[Natural-language object grounding data]
BEGIN
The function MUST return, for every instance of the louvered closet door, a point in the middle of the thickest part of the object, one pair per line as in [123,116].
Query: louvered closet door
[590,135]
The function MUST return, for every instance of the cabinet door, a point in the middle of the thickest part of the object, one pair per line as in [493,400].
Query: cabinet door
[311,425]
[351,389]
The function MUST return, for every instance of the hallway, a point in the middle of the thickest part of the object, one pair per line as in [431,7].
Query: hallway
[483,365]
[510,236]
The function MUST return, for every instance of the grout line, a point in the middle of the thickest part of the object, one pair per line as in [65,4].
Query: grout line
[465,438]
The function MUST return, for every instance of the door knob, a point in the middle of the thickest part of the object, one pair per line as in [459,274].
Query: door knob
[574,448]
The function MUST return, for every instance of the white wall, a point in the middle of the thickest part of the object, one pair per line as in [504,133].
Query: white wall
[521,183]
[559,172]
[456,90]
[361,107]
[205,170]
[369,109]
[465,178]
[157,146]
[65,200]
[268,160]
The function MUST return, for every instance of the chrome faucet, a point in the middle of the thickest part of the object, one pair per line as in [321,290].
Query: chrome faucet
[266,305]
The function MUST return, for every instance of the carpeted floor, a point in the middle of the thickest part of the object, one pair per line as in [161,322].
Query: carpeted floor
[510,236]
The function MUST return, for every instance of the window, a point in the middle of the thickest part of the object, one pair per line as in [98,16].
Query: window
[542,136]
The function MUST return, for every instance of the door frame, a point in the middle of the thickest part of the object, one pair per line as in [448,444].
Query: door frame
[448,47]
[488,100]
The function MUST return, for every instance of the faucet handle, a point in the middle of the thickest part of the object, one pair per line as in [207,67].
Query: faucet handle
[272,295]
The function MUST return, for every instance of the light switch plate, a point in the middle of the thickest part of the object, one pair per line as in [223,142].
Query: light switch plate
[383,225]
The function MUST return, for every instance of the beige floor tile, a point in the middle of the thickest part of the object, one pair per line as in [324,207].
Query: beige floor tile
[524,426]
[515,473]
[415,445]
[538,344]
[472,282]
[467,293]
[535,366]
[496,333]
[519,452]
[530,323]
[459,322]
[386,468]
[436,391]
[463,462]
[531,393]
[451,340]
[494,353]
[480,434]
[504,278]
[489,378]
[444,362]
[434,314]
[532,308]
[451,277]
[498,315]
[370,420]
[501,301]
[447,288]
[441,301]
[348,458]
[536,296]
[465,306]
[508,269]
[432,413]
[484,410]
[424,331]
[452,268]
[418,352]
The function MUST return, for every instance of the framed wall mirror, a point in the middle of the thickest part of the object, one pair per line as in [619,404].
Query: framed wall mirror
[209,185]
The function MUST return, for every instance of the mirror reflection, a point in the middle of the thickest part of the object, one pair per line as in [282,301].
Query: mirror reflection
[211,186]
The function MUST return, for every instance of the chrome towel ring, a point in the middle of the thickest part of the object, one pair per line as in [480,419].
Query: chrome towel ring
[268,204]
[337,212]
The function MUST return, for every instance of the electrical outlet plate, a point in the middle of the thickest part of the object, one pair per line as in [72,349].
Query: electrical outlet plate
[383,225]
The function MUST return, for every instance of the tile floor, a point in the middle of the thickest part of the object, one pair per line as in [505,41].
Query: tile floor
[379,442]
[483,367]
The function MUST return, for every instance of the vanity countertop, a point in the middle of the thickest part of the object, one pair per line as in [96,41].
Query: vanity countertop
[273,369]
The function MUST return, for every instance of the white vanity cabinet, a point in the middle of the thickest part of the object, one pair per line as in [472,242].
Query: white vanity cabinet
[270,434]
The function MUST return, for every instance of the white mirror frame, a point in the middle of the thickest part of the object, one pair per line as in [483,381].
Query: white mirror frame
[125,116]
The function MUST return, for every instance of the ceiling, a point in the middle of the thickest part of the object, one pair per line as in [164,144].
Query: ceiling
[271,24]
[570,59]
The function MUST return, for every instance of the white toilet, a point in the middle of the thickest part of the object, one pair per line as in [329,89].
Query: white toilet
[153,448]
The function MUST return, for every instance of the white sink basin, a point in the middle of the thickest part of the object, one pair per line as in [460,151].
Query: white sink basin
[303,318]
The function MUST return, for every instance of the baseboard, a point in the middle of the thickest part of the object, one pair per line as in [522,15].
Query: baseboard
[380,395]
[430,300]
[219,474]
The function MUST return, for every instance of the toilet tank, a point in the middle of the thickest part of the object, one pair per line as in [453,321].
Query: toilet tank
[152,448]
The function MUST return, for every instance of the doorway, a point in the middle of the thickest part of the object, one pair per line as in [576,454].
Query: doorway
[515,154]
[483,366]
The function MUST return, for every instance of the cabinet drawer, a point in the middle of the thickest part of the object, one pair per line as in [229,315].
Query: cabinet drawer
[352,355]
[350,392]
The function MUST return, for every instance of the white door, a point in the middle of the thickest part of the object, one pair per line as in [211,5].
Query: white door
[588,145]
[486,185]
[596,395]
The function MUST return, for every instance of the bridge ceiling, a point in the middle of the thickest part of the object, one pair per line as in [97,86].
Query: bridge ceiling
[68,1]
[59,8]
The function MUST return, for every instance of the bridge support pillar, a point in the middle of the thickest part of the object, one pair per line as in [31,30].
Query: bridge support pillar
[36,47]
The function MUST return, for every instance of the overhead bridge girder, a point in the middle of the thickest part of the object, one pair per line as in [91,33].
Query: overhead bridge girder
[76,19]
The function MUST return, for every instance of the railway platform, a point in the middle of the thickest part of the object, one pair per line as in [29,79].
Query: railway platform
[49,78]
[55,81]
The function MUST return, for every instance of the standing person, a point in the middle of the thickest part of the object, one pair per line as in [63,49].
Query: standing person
END
= Aim of the exercise =
Tell how many lines of the records above contain "standing", replying with the number only.

= Solution to the exercise =
2